## REQUIRED TASK
Reproduce every one of the following records verbatim, keeping each line unchanged.

[Pointing data excerpts]
Begin
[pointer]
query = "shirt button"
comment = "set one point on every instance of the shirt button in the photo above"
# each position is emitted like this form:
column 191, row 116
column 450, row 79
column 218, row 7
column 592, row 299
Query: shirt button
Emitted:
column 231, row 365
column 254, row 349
End
## ANSWER TO THE PROBLEM
[pointer]
query = "shirt button"
comment = "set one point on every instance of the shirt button in the photo above"
# each position is emitted like this form:
column 191, row 116
column 450, row 79
column 218, row 7
column 592, row 299
Query: shirt button
Emitted:
column 231, row 365
column 254, row 349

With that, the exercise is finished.